Pull out each line in the entries that contains the string "distant", and copy those lines.

>> Start Data records

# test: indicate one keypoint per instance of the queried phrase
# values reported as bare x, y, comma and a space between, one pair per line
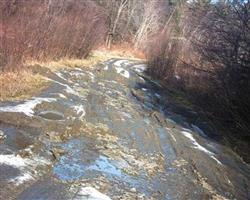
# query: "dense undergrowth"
200, 49
206, 55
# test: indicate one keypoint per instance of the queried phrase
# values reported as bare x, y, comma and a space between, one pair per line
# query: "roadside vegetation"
199, 49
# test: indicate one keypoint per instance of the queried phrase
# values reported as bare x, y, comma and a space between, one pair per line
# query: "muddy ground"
109, 132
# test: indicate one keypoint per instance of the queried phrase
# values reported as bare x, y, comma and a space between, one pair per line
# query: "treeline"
52, 29
201, 47
204, 51
44, 29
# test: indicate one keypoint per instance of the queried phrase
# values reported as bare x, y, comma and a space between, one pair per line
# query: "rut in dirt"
110, 132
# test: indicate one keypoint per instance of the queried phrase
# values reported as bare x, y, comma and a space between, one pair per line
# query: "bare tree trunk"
111, 34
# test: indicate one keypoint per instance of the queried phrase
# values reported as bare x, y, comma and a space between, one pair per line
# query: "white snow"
68, 88
25, 165
62, 96
27, 107
119, 63
123, 72
106, 67
92, 76
12, 160
198, 146
157, 95
198, 130
79, 110
91, 193
177, 77
139, 68
21, 178
59, 74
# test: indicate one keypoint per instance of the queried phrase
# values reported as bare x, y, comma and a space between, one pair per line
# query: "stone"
2, 135
51, 115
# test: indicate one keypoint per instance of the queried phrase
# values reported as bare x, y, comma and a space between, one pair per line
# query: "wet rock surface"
109, 132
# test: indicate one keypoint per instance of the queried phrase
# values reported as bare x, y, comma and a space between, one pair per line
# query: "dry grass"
94, 58
20, 85
122, 51
23, 84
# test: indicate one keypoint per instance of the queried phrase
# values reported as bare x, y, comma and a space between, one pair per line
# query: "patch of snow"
12, 160
79, 110
59, 74
198, 146
21, 178
92, 76
68, 88
106, 67
25, 165
198, 130
27, 107
123, 72
91, 193
139, 68
119, 63
126, 115
177, 77
62, 96
157, 95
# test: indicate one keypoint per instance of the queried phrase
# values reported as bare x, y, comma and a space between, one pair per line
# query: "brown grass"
20, 85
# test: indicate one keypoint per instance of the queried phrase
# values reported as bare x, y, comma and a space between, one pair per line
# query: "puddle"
51, 115
103, 164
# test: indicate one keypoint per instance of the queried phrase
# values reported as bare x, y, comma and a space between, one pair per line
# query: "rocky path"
109, 132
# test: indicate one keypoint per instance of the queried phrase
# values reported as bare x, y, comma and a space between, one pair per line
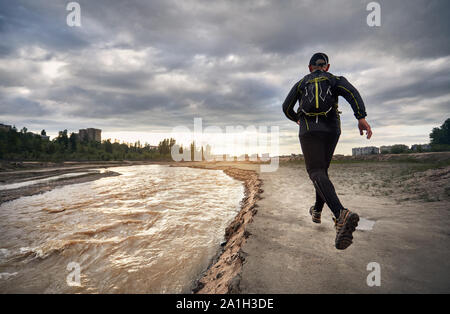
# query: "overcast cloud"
147, 66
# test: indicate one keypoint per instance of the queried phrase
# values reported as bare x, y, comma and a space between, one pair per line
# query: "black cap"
319, 59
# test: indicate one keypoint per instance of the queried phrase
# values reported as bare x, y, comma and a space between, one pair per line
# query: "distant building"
385, 149
90, 134
369, 150
394, 149
420, 147
4, 127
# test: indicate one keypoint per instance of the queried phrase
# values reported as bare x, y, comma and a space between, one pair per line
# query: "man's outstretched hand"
363, 125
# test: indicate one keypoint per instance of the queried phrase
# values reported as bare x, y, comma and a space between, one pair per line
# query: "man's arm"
289, 103
351, 94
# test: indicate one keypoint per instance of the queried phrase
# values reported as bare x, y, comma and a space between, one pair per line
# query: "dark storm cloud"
161, 63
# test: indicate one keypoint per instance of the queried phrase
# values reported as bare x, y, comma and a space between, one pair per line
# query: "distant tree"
441, 135
399, 149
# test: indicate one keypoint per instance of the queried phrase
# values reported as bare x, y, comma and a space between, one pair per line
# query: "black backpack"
317, 94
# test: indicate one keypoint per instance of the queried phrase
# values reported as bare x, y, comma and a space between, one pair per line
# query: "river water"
153, 229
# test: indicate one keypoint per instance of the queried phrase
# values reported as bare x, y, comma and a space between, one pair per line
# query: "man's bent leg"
326, 190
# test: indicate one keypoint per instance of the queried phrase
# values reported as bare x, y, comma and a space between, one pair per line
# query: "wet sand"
273, 247
410, 239
13, 173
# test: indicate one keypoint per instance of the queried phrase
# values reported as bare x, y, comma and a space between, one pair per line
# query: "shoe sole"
345, 237
314, 219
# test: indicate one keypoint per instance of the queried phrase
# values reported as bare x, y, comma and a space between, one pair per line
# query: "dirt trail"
287, 253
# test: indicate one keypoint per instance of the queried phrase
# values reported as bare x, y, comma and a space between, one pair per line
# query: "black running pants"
318, 148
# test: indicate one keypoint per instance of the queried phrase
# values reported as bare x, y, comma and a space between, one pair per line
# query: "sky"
139, 69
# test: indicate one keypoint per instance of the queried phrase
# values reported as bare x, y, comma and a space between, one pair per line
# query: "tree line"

>> End Data records

### Answer to the task
# query: "distant building"
# query: "distant tree"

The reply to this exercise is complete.